== DONNÉES DISPONIBLES ==

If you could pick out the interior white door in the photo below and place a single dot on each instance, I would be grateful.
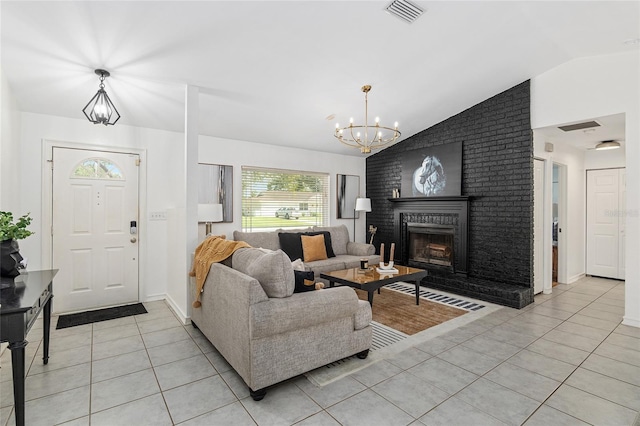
(604, 223)
(95, 201)
(538, 226)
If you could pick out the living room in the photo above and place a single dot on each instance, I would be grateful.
(586, 87)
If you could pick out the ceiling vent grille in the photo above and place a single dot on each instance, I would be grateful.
(404, 10)
(579, 126)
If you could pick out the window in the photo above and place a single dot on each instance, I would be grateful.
(97, 168)
(273, 199)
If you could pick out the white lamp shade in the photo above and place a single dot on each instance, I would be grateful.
(363, 204)
(210, 213)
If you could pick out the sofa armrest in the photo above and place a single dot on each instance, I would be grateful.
(302, 310)
(360, 249)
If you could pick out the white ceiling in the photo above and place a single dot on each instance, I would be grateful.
(273, 71)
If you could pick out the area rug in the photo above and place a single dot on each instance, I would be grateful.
(98, 315)
(400, 312)
(387, 342)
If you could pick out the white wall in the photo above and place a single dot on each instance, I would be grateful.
(9, 150)
(239, 153)
(593, 87)
(163, 161)
(607, 159)
(161, 149)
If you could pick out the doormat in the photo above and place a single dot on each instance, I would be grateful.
(81, 318)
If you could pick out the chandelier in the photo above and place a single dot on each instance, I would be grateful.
(364, 136)
(100, 109)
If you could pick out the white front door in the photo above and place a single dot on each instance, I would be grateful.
(94, 202)
(605, 223)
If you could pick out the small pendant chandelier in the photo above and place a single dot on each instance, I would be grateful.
(100, 109)
(372, 137)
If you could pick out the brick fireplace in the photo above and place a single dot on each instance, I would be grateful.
(493, 259)
(432, 232)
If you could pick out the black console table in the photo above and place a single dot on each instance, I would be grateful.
(21, 301)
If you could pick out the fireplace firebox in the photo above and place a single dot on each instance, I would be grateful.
(432, 232)
(431, 244)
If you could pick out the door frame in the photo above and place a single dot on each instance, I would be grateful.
(47, 205)
(563, 223)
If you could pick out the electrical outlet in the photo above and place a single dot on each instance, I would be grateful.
(158, 215)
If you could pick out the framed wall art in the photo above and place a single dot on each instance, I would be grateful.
(433, 171)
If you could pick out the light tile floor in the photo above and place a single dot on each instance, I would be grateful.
(564, 360)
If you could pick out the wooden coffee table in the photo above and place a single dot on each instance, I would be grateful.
(370, 280)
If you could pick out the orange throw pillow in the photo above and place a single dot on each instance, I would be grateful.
(313, 247)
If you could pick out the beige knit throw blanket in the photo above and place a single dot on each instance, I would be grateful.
(211, 250)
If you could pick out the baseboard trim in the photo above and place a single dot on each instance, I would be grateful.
(176, 310)
(575, 278)
(633, 322)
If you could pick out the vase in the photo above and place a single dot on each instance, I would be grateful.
(9, 258)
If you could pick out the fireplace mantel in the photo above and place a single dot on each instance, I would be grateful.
(451, 207)
(428, 199)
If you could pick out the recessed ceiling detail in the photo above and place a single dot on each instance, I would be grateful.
(579, 126)
(404, 10)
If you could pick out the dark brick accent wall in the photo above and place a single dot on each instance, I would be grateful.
(497, 158)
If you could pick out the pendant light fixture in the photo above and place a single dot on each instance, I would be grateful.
(100, 109)
(372, 137)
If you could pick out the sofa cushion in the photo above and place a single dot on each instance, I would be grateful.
(304, 281)
(313, 248)
(339, 237)
(258, 239)
(291, 243)
(273, 270)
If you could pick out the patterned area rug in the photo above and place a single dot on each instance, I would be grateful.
(388, 341)
(399, 311)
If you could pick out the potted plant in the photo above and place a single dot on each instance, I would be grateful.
(10, 233)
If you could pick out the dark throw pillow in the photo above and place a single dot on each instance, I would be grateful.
(313, 248)
(304, 281)
(291, 244)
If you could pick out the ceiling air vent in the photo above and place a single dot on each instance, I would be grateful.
(579, 126)
(404, 10)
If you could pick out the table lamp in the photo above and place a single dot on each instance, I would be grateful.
(209, 213)
(362, 205)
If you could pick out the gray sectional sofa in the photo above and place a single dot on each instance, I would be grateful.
(348, 253)
(266, 332)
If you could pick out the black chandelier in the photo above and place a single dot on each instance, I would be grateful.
(100, 109)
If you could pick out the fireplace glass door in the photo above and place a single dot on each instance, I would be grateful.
(431, 245)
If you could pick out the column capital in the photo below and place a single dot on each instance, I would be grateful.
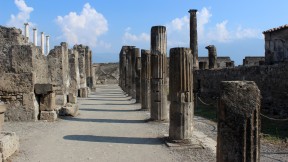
(192, 11)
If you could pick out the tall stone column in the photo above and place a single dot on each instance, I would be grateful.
(212, 55)
(181, 90)
(35, 36)
(47, 44)
(194, 37)
(239, 122)
(129, 70)
(138, 79)
(145, 80)
(159, 109)
(42, 42)
(135, 54)
(27, 31)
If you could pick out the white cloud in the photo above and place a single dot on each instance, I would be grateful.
(128, 37)
(84, 28)
(22, 17)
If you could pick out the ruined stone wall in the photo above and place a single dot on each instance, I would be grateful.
(276, 46)
(74, 72)
(271, 80)
(58, 65)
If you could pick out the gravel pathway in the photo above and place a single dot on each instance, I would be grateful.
(110, 127)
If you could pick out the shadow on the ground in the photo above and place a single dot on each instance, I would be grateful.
(109, 139)
(100, 99)
(107, 104)
(104, 120)
(109, 110)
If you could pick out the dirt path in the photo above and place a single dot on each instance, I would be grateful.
(109, 128)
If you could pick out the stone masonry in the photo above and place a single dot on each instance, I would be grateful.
(181, 89)
(239, 122)
(159, 109)
(212, 55)
(194, 37)
(145, 80)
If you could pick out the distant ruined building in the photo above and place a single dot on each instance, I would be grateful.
(39, 85)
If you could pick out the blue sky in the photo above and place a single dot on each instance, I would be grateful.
(234, 27)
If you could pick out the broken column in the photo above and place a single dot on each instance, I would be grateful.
(47, 44)
(129, 70)
(181, 90)
(35, 36)
(194, 37)
(138, 79)
(212, 55)
(9, 141)
(46, 95)
(145, 80)
(27, 31)
(239, 122)
(42, 42)
(159, 109)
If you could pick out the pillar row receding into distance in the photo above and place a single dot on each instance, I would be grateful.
(194, 37)
(42, 42)
(145, 80)
(159, 109)
(181, 90)
(35, 36)
(239, 122)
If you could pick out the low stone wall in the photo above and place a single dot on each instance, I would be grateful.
(272, 81)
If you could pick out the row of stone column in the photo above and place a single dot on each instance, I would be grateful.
(26, 34)
(236, 142)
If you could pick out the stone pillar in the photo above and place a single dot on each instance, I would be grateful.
(181, 90)
(27, 31)
(159, 109)
(135, 54)
(47, 44)
(2, 110)
(212, 55)
(35, 36)
(145, 80)
(194, 37)
(138, 79)
(42, 42)
(239, 122)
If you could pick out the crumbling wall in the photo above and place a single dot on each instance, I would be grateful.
(276, 45)
(272, 81)
(58, 66)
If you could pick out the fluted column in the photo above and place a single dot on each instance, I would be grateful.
(181, 93)
(194, 37)
(47, 44)
(35, 36)
(212, 55)
(159, 109)
(145, 80)
(27, 31)
(42, 42)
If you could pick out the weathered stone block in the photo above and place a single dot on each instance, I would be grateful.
(9, 144)
(50, 116)
(43, 88)
(2, 110)
(239, 122)
(72, 98)
(47, 102)
(69, 110)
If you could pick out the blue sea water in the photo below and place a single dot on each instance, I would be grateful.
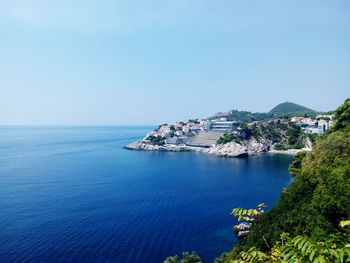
(73, 194)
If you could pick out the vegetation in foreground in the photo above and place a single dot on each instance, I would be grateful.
(310, 222)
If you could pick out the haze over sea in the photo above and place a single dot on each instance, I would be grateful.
(73, 194)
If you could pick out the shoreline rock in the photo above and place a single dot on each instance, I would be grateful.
(231, 149)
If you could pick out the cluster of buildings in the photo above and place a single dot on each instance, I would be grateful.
(221, 125)
(180, 133)
(317, 125)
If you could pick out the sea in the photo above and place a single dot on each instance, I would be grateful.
(74, 194)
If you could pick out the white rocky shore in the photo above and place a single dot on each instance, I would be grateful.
(231, 149)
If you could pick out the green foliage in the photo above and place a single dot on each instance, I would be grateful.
(299, 249)
(186, 258)
(318, 197)
(342, 116)
(295, 166)
(289, 108)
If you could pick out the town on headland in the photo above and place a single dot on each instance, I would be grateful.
(287, 128)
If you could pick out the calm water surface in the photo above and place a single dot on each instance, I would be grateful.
(73, 194)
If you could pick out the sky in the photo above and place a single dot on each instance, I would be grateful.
(149, 62)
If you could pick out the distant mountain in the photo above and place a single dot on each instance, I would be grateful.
(290, 108)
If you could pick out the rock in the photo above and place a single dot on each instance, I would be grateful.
(242, 233)
(145, 146)
(242, 227)
(245, 148)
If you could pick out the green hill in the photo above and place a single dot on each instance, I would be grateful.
(290, 108)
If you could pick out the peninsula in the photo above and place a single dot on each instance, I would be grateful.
(287, 128)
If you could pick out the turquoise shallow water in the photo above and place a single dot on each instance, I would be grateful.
(73, 194)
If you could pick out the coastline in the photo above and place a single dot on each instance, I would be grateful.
(223, 150)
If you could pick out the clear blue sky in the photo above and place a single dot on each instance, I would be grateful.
(149, 62)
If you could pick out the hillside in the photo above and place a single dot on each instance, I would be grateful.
(314, 204)
(290, 108)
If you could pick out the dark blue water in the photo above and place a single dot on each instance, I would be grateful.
(75, 195)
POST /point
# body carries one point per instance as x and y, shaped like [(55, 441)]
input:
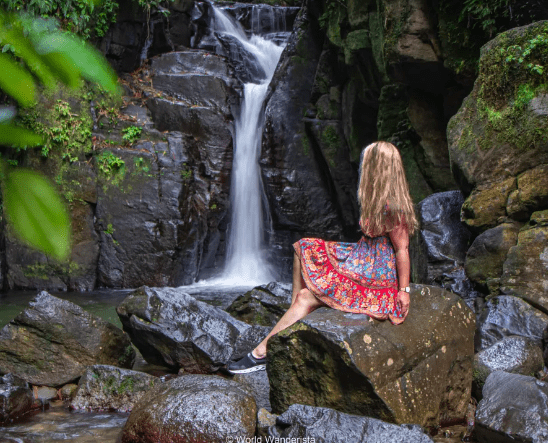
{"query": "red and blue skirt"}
[(352, 277)]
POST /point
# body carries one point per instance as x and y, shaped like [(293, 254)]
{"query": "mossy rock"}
[(501, 129)]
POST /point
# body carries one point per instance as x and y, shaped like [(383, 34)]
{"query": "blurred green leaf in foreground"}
[(40, 53)]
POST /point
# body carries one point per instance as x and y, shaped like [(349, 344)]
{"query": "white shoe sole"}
[(247, 371)]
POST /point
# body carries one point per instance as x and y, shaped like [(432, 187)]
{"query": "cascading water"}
[(246, 264)]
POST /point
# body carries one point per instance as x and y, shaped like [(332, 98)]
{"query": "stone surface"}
[(108, 388), (192, 408), (324, 424), (495, 136), (438, 250), (260, 306), (15, 398), (516, 354), (513, 409), (257, 383), (488, 252), (418, 372), (171, 328), (505, 315), (52, 341), (525, 271)]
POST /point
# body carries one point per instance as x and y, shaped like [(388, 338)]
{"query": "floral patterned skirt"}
[(352, 277)]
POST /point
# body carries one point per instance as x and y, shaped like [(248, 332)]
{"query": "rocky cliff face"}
[(353, 72)]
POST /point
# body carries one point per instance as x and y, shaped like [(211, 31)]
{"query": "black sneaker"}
[(247, 364)]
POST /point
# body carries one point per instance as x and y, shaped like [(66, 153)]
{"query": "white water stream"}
[(246, 264)]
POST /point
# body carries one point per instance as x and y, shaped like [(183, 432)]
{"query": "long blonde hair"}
[(383, 192)]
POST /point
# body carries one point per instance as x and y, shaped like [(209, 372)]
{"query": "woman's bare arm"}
[(399, 237)]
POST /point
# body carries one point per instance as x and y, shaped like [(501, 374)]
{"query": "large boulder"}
[(496, 140), (513, 409), (514, 354), (324, 424), (52, 341), (505, 315), (439, 248), (173, 329), (262, 306), (418, 372), (15, 398), (525, 271), (487, 254), (108, 388), (192, 408)]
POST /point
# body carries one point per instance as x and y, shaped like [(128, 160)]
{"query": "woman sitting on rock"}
[(369, 277)]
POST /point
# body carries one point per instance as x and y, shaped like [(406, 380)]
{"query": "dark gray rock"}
[(328, 425), (367, 367), (488, 252), (16, 398), (192, 408), (516, 354), (199, 78), (438, 250), (246, 66), (297, 180), (203, 123), (108, 388), (507, 315), (257, 384), (260, 306), (514, 409), (171, 328), (52, 341)]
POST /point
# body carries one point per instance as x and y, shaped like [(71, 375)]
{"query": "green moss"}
[(331, 144), (45, 271)]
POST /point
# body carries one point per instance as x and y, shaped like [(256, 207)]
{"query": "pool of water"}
[(58, 423)]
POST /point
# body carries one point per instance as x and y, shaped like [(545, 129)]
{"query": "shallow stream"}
[(57, 423)]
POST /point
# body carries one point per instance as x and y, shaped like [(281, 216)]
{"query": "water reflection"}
[(58, 424)]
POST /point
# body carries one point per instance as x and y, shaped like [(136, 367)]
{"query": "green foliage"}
[(65, 133), (334, 14), (464, 27), (79, 17), (36, 212), (109, 230), (131, 134), (109, 164)]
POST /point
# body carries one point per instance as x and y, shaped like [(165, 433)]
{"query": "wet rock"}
[(301, 197), (171, 328), (199, 78), (488, 252), (513, 409), (192, 408), (505, 315), (248, 340), (525, 271), (257, 383), (52, 341), (203, 123), (260, 306), (45, 393), (15, 398), (66, 393), (367, 367), (516, 354), (264, 421), (324, 424), (108, 388), (439, 249)]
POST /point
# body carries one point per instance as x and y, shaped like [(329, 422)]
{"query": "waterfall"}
[(246, 263)]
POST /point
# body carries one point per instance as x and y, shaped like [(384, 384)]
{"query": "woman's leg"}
[(304, 303)]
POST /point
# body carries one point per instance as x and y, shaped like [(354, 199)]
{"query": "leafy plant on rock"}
[(37, 50)]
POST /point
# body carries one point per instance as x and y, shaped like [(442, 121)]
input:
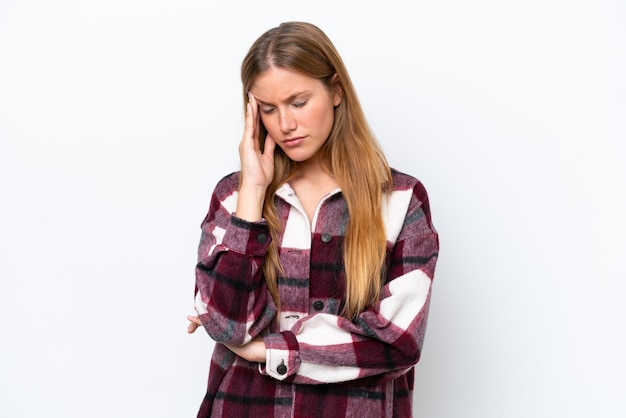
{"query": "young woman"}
[(316, 259)]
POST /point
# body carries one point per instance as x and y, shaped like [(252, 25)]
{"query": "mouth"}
[(292, 142)]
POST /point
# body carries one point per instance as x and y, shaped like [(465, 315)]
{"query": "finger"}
[(270, 145), (248, 127)]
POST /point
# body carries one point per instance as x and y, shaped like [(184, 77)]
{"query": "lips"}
[(292, 142)]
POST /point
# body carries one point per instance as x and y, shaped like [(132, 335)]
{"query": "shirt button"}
[(281, 369)]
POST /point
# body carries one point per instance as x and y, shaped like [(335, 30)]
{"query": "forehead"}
[(280, 84)]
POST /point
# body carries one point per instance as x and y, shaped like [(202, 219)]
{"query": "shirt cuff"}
[(282, 359), (246, 237)]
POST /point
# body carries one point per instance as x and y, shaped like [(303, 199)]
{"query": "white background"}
[(118, 117)]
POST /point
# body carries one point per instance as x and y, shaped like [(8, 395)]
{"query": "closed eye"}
[(267, 110)]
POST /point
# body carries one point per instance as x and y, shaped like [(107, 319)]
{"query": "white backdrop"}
[(117, 118)]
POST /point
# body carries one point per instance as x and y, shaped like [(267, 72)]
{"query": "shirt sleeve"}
[(231, 297), (387, 338)]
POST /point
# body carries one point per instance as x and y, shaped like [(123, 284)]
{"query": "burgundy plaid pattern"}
[(319, 364)]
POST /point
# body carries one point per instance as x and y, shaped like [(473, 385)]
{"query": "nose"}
[(287, 122)]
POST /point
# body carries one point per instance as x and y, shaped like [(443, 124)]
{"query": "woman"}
[(316, 259)]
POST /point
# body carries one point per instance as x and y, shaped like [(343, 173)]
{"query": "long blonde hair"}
[(351, 153)]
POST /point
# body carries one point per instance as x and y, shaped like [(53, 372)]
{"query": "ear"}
[(337, 90)]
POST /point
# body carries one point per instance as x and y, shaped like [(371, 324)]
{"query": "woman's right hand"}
[(257, 166)]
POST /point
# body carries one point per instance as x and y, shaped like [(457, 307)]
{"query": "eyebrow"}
[(289, 99)]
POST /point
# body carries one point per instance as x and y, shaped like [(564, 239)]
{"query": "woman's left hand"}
[(194, 323), (253, 351)]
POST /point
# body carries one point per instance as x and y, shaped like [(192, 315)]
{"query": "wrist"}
[(250, 203)]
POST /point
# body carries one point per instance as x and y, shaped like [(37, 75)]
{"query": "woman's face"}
[(297, 111)]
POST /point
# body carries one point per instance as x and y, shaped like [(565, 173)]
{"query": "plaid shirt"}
[(319, 364)]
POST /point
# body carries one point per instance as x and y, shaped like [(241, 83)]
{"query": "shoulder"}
[(404, 182), (226, 186)]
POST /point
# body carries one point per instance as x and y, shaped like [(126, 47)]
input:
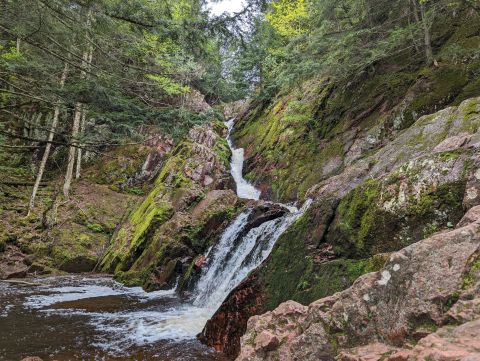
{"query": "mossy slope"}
[(180, 217)]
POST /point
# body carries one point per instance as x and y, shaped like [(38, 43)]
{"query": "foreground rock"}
[(413, 187), (186, 211), (427, 285)]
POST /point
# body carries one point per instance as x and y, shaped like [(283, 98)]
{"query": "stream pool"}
[(96, 318)]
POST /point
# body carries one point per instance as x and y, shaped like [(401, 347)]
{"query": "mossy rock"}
[(363, 227)]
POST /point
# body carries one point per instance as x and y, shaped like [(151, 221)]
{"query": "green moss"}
[(291, 273), (363, 226), (473, 273), (357, 212), (95, 227)]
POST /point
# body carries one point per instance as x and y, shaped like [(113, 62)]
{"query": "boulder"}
[(422, 287)]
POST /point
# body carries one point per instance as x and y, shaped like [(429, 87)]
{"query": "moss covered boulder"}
[(180, 218)]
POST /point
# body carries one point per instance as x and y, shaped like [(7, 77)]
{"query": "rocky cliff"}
[(180, 218), (418, 184), (422, 305)]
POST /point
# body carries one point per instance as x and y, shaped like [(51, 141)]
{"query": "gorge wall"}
[(389, 158)]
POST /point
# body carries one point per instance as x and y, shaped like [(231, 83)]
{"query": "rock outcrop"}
[(70, 235), (180, 218), (428, 291), (377, 205)]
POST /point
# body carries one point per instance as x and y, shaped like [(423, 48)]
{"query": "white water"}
[(228, 263), (244, 188)]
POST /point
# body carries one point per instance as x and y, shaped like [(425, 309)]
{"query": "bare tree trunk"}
[(82, 123), (41, 169), (76, 122), (72, 150), (427, 35), (79, 150)]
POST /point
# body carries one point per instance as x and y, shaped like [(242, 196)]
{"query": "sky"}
[(230, 6)]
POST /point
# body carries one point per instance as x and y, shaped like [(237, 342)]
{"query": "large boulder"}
[(181, 216), (422, 287)]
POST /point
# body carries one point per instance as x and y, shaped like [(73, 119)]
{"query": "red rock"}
[(199, 262), (416, 284), (266, 341)]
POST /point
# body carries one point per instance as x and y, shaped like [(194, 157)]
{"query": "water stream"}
[(96, 318)]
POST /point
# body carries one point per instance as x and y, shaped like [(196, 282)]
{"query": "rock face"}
[(424, 286), (70, 235), (180, 218), (13, 263), (224, 329), (376, 206)]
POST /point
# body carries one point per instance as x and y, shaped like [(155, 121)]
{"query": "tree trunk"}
[(76, 121), (427, 35), (83, 120), (72, 150), (41, 169), (79, 150)]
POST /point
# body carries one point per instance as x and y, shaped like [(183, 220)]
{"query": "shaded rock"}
[(180, 218), (229, 323), (415, 289), (13, 263)]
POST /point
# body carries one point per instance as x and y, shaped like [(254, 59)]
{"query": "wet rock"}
[(264, 212), (229, 323), (13, 263), (415, 290)]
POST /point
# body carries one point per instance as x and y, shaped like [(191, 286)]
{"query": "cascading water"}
[(112, 319), (232, 261), (244, 189)]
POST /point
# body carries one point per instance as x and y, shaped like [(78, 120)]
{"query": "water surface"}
[(96, 318)]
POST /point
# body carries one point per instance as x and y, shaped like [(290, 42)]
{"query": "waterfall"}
[(244, 188), (234, 256), (237, 254)]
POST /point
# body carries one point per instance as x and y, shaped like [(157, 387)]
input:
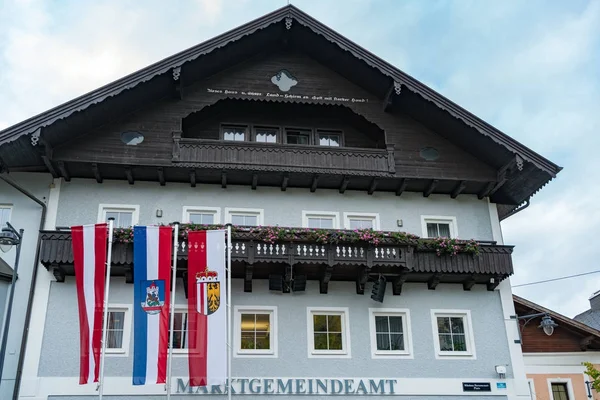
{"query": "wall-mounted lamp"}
[(547, 323)]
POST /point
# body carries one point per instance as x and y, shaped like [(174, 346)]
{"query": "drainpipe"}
[(32, 285), (518, 209)]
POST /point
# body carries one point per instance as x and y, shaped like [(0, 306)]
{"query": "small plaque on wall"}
[(477, 387)]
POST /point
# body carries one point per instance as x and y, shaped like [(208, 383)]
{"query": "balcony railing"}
[(204, 153)]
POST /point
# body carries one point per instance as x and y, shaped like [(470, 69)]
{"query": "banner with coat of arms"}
[(207, 320)]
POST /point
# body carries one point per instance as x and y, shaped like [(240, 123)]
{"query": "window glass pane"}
[(457, 325), (202, 218), (381, 325), (334, 323), (266, 135), (114, 334), (444, 230), (235, 133), (443, 324), (459, 342), (383, 341), (335, 341), (397, 341), (320, 341), (320, 323), (395, 324), (329, 140), (297, 137)]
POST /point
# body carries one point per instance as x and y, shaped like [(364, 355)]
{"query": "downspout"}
[(32, 285), (517, 210)]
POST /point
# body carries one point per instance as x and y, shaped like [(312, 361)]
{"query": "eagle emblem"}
[(208, 290)]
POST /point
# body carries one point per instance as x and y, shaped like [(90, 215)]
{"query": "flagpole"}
[(172, 310), (111, 222), (230, 344)]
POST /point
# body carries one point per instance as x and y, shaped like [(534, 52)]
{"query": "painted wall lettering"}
[(296, 386)]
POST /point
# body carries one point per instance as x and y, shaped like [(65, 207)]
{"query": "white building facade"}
[(289, 139)]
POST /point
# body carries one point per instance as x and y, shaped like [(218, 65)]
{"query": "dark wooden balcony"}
[(255, 259), (253, 156)]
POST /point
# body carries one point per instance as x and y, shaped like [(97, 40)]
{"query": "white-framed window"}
[(125, 215), (202, 215), (328, 332), (118, 330), (5, 211), (244, 216), (361, 221), (560, 389), (453, 334), (390, 333), (436, 226), (180, 335), (321, 219), (255, 331)]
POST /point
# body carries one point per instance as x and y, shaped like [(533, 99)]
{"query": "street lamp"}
[(9, 237)]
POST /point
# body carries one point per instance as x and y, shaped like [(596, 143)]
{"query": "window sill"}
[(328, 354)]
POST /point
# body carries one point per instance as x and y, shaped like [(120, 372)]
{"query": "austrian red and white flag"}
[(207, 313), (89, 258)]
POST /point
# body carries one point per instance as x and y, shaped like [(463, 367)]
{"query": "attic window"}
[(132, 138), (429, 153)]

===

Repérez toutes les lignes ci-dessus qui contiennent la chaîne « foreground » et recopiez-les. La casse compte.

RÉPONSE |
If you could pick out the vegetation in foreground in the photo above and place a single dot on each instance, I would be grateful.
{"query": "blurred green leaf in foreground"}
{"query": "foreground rock"}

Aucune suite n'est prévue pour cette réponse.